- _Exercise objective_:
Pictures should be omitted; restate word for word the lines from the one holding "each white sticker" through the last line of the entries below.

BEGIN Records provided

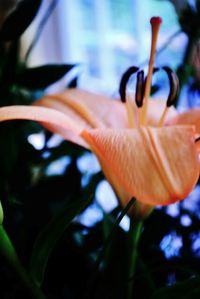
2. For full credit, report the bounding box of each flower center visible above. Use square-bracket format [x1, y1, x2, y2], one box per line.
[119, 17, 179, 128]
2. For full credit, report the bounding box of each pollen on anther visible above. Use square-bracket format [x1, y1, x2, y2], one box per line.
[119, 66, 139, 102]
[163, 66, 179, 107]
[135, 70, 145, 108]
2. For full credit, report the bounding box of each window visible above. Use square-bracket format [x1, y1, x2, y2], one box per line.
[22, 0, 186, 95]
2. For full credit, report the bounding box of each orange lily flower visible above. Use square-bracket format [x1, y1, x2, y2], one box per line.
[0, 17, 199, 217]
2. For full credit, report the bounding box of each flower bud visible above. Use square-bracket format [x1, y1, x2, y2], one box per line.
[0, 201, 3, 225]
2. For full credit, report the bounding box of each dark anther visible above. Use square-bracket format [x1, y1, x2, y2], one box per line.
[135, 70, 145, 107]
[163, 66, 179, 107]
[119, 66, 139, 102]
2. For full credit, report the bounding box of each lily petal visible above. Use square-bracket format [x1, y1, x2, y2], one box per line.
[0, 105, 88, 148]
[35, 89, 128, 129]
[81, 126, 199, 206]
[166, 108, 200, 134]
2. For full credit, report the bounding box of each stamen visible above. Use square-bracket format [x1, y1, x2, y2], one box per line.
[119, 66, 139, 102]
[158, 67, 179, 127]
[140, 16, 162, 125]
[126, 93, 138, 128]
[135, 70, 145, 108]
[119, 66, 139, 128]
[158, 106, 168, 127]
[163, 66, 179, 107]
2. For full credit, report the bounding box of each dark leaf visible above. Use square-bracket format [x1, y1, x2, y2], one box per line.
[0, 41, 19, 99]
[15, 64, 76, 90]
[67, 76, 79, 88]
[25, 0, 59, 61]
[151, 277, 200, 299]
[30, 195, 93, 286]
[85, 198, 135, 298]
[0, 0, 42, 41]
[150, 84, 160, 95]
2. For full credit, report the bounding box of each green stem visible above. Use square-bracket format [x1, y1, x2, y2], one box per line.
[126, 219, 143, 299]
[0, 225, 46, 299]
[84, 198, 136, 299]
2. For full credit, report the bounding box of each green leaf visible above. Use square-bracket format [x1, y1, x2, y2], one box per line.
[25, 0, 59, 61]
[15, 64, 76, 90]
[151, 277, 200, 299]
[0, 41, 19, 98]
[30, 195, 92, 287]
[85, 198, 136, 298]
[0, 226, 46, 299]
[0, 0, 42, 41]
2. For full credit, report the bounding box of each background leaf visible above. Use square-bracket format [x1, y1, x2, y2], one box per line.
[30, 195, 92, 287]
[15, 64, 76, 90]
[0, 41, 19, 98]
[0, 0, 42, 41]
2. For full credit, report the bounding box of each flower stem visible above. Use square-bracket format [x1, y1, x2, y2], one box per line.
[126, 219, 143, 299]
[0, 225, 46, 299]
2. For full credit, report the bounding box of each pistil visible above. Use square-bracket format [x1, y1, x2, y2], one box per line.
[140, 17, 162, 125]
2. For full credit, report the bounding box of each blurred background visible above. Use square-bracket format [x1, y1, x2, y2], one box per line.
[22, 0, 186, 93]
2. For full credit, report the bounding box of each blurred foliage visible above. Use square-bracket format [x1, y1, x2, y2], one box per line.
[0, 0, 200, 298]
[158, 0, 200, 105]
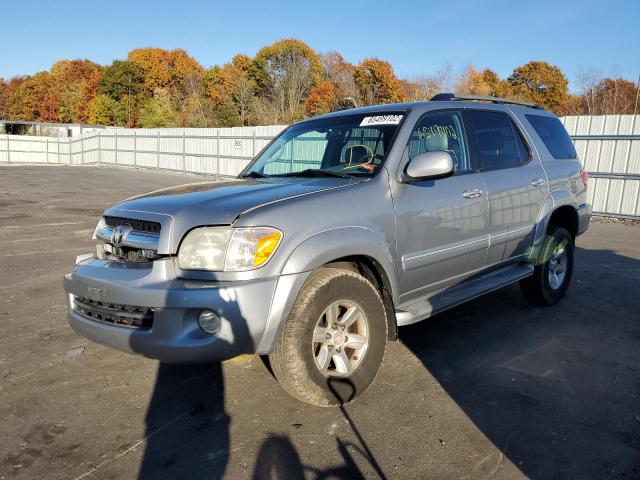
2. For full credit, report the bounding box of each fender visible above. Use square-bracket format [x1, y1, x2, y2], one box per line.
[280, 226, 398, 298]
[529, 189, 578, 261]
[255, 226, 398, 353]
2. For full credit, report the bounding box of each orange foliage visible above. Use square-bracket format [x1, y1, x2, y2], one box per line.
[128, 48, 203, 93]
[305, 80, 337, 115]
[354, 58, 406, 105]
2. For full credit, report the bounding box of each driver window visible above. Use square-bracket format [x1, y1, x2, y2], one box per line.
[407, 111, 471, 173]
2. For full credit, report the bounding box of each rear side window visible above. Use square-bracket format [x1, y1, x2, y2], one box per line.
[468, 110, 529, 170]
[525, 114, 577, 159]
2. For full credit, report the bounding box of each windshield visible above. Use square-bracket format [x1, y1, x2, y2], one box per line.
[242, 113, 404, 178]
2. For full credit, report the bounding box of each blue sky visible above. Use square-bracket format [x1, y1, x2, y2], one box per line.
[1, 0, 638, 91]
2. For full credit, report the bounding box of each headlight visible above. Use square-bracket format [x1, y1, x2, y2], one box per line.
[178, 226, 282, 271]
[178, 227, 232, 271]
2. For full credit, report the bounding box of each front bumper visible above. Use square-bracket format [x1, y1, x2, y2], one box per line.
[64, 257, 307, 363]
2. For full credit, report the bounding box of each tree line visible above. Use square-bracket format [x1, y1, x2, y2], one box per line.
[0, 38, 637, 128]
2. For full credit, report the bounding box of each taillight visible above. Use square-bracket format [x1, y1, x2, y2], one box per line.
[580, 170, 589, 191]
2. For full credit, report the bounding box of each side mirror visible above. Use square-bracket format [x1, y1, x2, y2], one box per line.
[404, 151, 454, 180]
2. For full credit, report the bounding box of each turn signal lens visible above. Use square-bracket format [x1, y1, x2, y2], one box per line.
[253, 231, 283, 266]
[224, 227, 283, 271]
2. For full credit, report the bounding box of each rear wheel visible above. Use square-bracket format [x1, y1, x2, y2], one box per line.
[520, 225, 574, 305]
[269, 268, 387, 407]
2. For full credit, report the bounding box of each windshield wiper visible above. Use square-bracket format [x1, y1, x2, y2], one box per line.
[272, 169, 351, 179]
[241, 171, 269, 178]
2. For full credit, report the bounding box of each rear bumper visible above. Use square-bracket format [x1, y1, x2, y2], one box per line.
[63, 257, 307, 363]
[577, 203, 591, 236]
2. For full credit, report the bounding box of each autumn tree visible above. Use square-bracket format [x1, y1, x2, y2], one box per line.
[585, 77, 638, 115]
[8, 72, 59, 122]
[305, 80, 337, 115]
[251, 39, 322, 123]
[97, 60, 145, 126]
[205, 54, 256, 126]
[87, 93, 125, 125]
[507, 61, 569, 110]
[50, 59, 102, 123]
[353, 59, 406, 106]
[0, 79, 6, 121]
[128, 48, 203, 97]
[76, 69, 102, 123]
[139, 89, 178, 127]
[456, 66, 514, 98]
[402, 76, 444, 101]
[0, 77, 25, 121]
[320, 52, 358, 108]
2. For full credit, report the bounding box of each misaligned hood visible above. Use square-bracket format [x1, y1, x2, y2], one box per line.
[104, 177, 357, 252]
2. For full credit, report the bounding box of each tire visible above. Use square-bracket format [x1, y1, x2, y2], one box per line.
[269, 268, 387, 407]
[520, 225, 574, 306]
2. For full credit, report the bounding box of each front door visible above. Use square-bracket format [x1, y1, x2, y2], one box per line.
[392, 109, 489, 304]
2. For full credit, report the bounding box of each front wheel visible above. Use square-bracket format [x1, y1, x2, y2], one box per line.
[520, 225, 574, 305]
[269, 268, 387, 407]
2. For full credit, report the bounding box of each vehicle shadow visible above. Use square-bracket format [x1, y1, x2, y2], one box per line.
[399, 246, 640, 478]
[133, 289, 249, 479]
[136, 362, 229, 479]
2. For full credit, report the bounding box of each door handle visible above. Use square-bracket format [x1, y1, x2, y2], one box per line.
[462, 188, 483, 199]
[531, 178, 546, 187]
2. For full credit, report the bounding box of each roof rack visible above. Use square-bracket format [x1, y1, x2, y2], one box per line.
[430, 93, 543, 110]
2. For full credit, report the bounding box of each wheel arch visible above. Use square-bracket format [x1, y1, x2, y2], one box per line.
[260, 227, 400, 351]
[530, 190, 579, 261]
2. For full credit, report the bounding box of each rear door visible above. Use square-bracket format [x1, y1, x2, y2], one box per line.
[467, 109, 548, 265]
[393, 109, 489, 303]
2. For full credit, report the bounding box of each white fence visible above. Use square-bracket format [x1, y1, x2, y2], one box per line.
[0, 116, 639, 218]
[561, 115, 640, 219]
[0, 125, 287, 176]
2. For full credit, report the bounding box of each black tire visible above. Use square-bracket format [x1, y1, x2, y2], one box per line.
[269, 268, 387, 407]
[520, 225, 574, 305]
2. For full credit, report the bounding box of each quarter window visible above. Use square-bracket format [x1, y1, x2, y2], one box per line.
[525, 114, 577, 159]
[469, 110, 530, 170]
[407, 111, 471, 173]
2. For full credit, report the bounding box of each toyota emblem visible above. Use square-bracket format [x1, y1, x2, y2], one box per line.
[110, 225, 131, 247]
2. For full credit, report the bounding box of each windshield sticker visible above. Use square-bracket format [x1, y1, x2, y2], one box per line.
[360, 115, 403, 127]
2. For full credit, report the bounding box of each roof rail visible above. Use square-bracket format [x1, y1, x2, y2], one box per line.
[430, 93, 543, 110]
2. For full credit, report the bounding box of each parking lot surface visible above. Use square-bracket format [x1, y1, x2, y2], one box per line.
[1, 165, 639, 480]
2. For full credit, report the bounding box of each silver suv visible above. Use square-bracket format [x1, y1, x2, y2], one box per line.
[64, 94, 590, 406]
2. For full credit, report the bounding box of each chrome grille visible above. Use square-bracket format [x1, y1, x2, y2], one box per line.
[72, 296, 154, 329]
[96, 216, 161, 263]
[104, 216, 161, 234]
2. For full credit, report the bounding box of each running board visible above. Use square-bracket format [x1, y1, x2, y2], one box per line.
[395, 263, 534, 326]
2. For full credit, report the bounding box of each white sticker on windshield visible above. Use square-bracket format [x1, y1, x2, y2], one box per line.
[359, 115, 403, 127]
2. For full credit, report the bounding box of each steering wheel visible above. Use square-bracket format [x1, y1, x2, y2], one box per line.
[344, 144, 374, 165]
[343, 144, 383, 172]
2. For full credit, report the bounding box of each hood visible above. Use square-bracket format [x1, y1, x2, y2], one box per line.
[104, 177, 356, 252]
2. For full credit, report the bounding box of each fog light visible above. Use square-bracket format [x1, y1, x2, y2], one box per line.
[198, 310, 221, 334]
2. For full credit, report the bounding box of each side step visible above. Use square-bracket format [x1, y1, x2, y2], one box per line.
[395, 263, 534, 326]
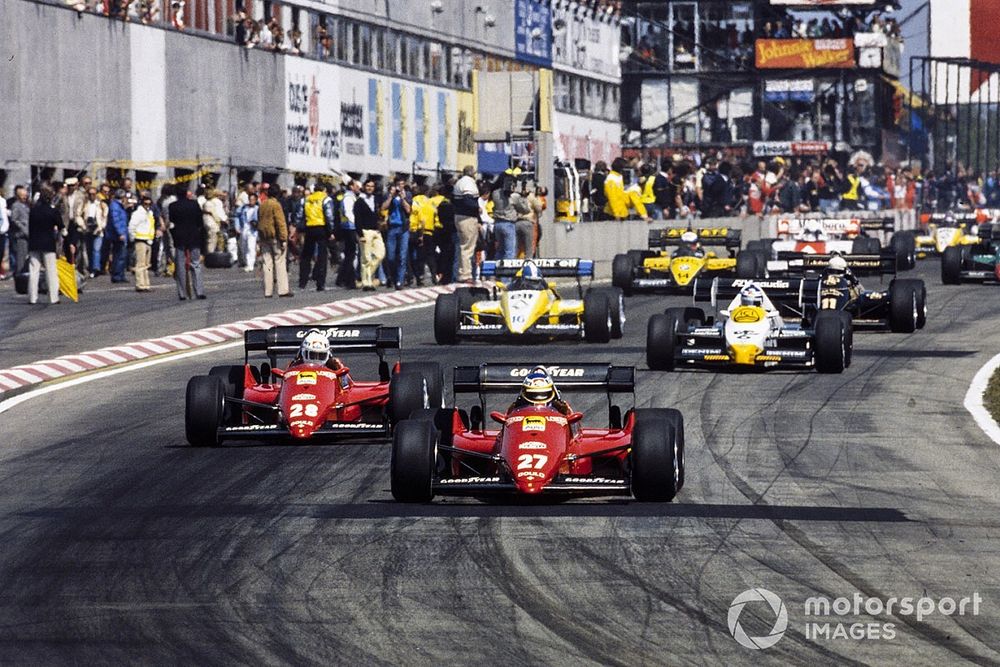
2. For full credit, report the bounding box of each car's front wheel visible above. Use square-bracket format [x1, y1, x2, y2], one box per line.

END Records provided

- _Solution for this task_:
2. For full credit, report the bounding box of each white sticker on windshield visible above. Use square-bracket format [x1, y1, x2, y2], one box per line.
[359, 115, 403, 127]
2. For full credit, report the bounding box of each steering wheel visible above. Use square-bracket format [x1, y1, x2, y2], one box per line.
[344, 144, 374, 165]
[343, 144, 383, 172]
2. For full credit, report the bounding box of each hood visible above. Use square-bracket format [x1, y1, x2, y2], one box per line.
[104, 177, 356, 252]
2. For full credit, report the bounding box of each fog light visible above. Use square-bracket format [x1, y1, x2, y2], one box per line.
[198, 310, 221, 334]
2. For full credit, report the bounding box of each side step visible above. Use square-bracket format [x1, y1, x2, y2], one box per line.
[395, 263, 534, 326]
2. For full credit, report the bounding box of each car's front wheel visible above. Use square-bracket format [x1, y1, x2, y2], one box per line.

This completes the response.